■ Given request ■
Please return every row below unchanged, with each line in its original order.
## Begin Available records
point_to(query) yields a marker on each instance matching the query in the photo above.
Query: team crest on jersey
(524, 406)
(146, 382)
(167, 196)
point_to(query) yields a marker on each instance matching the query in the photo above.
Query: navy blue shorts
## End Available records
■ Answer for the task ■
point_to(query) yields a marker on each instance matching the query in the photo above.
Query: team crest on jersey
(524, 406)
(146, 382)
(167, 196)
point_to(query) yields a marker on each instance matching the query in the photo above.
Query: navy blue shorts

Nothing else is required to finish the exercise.